課題の資料:
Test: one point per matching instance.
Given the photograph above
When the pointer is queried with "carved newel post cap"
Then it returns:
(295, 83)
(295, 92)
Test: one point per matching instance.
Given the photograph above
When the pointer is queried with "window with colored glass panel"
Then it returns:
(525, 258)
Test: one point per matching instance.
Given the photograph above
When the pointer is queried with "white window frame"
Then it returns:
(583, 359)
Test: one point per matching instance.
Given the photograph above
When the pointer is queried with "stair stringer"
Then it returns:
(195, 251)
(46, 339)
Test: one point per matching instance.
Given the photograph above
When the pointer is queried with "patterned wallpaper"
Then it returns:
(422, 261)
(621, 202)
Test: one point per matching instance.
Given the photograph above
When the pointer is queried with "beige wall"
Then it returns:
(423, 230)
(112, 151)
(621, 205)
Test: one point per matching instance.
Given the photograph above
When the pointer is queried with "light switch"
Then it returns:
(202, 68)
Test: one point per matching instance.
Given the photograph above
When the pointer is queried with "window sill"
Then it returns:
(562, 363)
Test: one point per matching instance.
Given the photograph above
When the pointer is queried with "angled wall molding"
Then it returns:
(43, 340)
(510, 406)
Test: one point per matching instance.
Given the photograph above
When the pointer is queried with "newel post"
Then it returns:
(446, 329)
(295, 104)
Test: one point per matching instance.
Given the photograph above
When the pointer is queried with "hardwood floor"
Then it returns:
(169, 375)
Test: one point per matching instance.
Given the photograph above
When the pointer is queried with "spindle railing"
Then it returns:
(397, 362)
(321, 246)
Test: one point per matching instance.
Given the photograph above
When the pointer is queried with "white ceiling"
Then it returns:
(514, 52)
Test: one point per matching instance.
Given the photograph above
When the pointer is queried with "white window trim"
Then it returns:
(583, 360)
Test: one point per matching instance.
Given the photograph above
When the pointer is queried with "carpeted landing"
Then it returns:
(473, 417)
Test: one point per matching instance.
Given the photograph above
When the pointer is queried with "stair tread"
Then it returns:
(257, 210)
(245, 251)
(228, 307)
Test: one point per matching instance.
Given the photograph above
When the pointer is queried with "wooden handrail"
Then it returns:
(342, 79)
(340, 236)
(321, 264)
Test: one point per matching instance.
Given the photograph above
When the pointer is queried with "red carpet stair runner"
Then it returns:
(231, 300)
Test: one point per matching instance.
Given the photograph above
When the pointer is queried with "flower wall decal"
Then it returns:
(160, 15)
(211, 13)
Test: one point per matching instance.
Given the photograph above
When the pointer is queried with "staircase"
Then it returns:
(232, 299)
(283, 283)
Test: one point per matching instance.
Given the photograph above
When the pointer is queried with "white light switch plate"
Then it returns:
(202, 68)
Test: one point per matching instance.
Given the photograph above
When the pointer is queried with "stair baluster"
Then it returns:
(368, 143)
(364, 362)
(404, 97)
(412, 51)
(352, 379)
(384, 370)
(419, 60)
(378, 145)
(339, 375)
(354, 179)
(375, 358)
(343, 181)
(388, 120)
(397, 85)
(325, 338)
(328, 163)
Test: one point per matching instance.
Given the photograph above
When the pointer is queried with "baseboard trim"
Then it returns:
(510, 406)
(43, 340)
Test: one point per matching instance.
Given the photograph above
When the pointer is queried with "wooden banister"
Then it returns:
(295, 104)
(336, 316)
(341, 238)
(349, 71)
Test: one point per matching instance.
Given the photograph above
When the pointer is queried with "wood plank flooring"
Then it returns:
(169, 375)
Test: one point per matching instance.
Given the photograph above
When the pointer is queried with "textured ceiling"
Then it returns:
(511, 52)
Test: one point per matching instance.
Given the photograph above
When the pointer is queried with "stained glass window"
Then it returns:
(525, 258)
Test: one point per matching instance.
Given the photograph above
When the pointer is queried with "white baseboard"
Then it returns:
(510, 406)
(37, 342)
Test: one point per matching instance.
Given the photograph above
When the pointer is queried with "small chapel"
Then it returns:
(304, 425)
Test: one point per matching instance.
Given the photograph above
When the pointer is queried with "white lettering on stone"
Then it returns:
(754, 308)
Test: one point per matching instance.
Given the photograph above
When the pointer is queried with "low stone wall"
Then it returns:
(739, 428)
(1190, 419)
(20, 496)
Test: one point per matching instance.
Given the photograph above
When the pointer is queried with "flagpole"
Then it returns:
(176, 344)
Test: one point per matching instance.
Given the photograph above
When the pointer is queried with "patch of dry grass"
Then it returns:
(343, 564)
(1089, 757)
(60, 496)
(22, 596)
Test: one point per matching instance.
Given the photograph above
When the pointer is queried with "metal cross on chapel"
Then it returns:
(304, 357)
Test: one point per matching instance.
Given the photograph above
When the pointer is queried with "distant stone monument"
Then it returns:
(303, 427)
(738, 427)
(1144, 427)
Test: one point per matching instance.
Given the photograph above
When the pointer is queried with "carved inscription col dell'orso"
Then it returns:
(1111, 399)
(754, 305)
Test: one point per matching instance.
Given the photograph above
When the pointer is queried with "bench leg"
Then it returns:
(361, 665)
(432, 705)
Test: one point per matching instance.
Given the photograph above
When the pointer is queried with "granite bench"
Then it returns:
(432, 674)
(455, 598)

作業内容: 上の記録のうち、「switch」という文字列を含む行の数を数え、その数だけを答えてください。

正しい出力: 2